[WHAT TO WORK ON]: Condense the bug report paragraph beginning "I collect the pictures on a NFS server" into a short list that keeps its main facts.

[PAGE TEXT]:
---------------

Bug 322946

Summary: MYSQL : picture collection and database on a server can handle only one user
Product: [Applications] digikam Reporter: Joerg Beschorner <joerg.beschorner>
Component: Database-MultiusersAssignee: Digikam Developers <digikam-bugs-null>
Status: REPORTED ---    
Severity: wishlist CC: caulier.gilles, dev, metzpinguin, richm+kde, swatilodha27
Priority: NOR    
Version: 3.2.0   
Target Milestone: ---   
Platform: openSUSE   
OS: Linux   
Latest Commit: Version Fixed In:
Sentry Crash Report:
Attachments: attachment-19626-0.html

Description Joerg Beschorner 2013-07-29 13:01:53 UTC
I collect the pictures on a NFS server and installed a MySQL database.
The connection works and after some time of scanning the collection I can access the pictures.
Then I install a second PC and connect in the same way. After scanning I can also access the pictures.
But when I later try to access with the PC No. one it doesn't show the picture collection, even though PC No. two is already switched off.
At the terminal I can see the following:

QSqlDatabasePrivate::removeDatabase: connection 'ConnectionTest' is still in use, all queries will cease to work.
"/org/freedesktop/UDisks2/drives/ST3500418AS_9VM6A3FP" : property "DeviceNumber" does not exist 
"/org/freedesktop/UDisks2/drives/ST3500418AS_9VM6A3FP" : property "Device" does not exist 
"/org/freedesktop/UDisks2/drives/ST3500418AS_9VM6GVEF" : property "DeviceNumber" does not exist 
"/org/freedesktop/UDisks2/drives/ST3500418AS_9VM6GVEF" : property "Device" does not exist 
libv4l2: error getting pixformat: Unpassender IOCTL (I/O-Control) für das Gerät
libv4l2: error getting pixformat: Das Argument ist ungültig

I have to delete the album path and reenter again. Than the scanning starts again.
After this I cant access with PC two.
And so on.

Reproducible: Always

Steps to Reproduce:
1.Connect digikam on PC 1 with  to the server and MySQL
2.Connect digikam on PC 2 with  to the server and MySQL
3.PC 1 lost connection
Actual Results:  
Only one PC is able to access the pictures at the server

Expected Results:  
More then one PC should be able to access the same picture collection (at the same time maybe, but one after the other in every case)

I tried this with the same SQL user at both PCs and with different users. Always the same result.
Comment 1 Joerg Beschorner 2013-11-10 18:42:56 UTC
Hi there, is digikam still alive?

Joerg
Comment 2 swatilodha27 2016-07-06 20:18:02 UTC
Richard,

Could you please tell if it would be helpful to use "MAX_USER_CONNECTIONS" set to 1, while creating users? This would limit the simultaneous connections by an account. And, it would ensure that only "different" accounts access the DB at a time?

Would it be helpful in achieving concurrency? 

Thanks
Comment 3 Richard Mortimer 2016-07-06 23:06:05 UTC
Swati,

That will make no difference at all. Different accounts will still be able to access the same database and it will create a lot of difficult to debug failure modes.
Comment 4 caulier.gilles 2016-07-07 04:01:54 UTC
Richard,

Seriously, Mysql do not have a mechanism to lock database to prevent concurrency access  to the data on the same time ? How it's possible (:=))). Or i miss understand something in database server...

---------------

[Data extracted from a collection]:
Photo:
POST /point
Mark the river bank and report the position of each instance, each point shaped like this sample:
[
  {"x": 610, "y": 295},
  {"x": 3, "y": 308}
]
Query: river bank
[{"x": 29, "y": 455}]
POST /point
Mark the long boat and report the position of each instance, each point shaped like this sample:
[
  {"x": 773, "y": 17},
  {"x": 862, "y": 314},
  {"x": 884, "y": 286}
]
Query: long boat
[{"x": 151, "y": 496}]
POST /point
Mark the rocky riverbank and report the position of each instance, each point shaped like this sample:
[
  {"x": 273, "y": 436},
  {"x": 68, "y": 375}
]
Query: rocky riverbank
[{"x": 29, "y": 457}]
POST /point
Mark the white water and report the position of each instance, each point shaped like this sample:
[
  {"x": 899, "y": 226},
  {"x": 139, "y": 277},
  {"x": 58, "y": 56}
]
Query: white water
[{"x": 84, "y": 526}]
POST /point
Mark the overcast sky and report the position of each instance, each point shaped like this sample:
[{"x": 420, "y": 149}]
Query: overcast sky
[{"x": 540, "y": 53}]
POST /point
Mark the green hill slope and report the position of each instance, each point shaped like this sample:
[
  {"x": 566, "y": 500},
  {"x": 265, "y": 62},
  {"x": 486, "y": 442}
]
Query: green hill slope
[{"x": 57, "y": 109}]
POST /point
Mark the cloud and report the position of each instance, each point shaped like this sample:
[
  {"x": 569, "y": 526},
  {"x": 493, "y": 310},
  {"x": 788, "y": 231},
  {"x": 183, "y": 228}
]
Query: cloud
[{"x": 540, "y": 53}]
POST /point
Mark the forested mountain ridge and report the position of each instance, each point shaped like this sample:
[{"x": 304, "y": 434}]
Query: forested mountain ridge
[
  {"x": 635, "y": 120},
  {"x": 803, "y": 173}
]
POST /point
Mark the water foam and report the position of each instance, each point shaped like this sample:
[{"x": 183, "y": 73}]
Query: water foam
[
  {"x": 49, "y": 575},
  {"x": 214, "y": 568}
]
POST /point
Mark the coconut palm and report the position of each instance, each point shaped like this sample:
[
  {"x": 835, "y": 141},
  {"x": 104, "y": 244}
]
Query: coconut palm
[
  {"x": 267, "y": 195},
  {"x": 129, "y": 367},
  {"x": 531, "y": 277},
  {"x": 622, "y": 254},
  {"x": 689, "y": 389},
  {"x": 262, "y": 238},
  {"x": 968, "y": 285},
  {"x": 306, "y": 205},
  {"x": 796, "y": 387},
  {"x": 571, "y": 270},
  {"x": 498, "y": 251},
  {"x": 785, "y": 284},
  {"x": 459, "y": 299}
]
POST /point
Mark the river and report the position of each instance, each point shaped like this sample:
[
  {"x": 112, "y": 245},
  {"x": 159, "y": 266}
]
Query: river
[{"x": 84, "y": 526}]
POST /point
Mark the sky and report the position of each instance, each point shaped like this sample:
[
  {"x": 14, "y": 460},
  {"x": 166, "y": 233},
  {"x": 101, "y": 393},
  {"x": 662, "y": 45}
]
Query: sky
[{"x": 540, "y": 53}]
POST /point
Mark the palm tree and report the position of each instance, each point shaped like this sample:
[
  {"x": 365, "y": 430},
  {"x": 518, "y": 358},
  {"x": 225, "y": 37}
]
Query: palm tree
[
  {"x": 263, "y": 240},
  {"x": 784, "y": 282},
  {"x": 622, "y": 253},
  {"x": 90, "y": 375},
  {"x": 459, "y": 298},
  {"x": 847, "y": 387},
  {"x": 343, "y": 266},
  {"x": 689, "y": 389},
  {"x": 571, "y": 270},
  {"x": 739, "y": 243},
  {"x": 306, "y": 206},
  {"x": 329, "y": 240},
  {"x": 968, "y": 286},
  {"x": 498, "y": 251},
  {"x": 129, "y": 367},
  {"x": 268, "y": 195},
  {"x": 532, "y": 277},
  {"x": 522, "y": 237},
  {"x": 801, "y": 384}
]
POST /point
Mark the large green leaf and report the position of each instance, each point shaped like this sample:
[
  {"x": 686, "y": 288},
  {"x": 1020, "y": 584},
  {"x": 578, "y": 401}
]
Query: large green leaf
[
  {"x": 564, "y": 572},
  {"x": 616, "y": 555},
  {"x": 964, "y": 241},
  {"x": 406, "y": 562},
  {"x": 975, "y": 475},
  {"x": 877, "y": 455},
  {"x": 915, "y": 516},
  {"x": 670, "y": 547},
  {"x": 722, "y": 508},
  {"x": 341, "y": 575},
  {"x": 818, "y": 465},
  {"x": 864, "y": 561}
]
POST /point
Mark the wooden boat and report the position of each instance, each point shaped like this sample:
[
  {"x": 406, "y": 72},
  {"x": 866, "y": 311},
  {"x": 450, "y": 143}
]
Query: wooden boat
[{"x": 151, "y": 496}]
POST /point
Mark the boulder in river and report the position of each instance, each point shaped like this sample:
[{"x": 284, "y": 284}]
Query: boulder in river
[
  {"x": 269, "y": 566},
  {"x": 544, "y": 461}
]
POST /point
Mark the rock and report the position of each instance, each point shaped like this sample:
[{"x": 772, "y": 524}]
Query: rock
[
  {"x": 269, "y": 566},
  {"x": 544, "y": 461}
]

---------------

[EXERCISE SOLUTION]:
- The pictures are on an NFS server with a MySQL database.
- The first PC connects, scans the collection, and can then access the pictures.
- A second PC connects the same way and, after scanning, can also access them.
- Later the first PC no longer shows the collection, even though the second PC is switched off.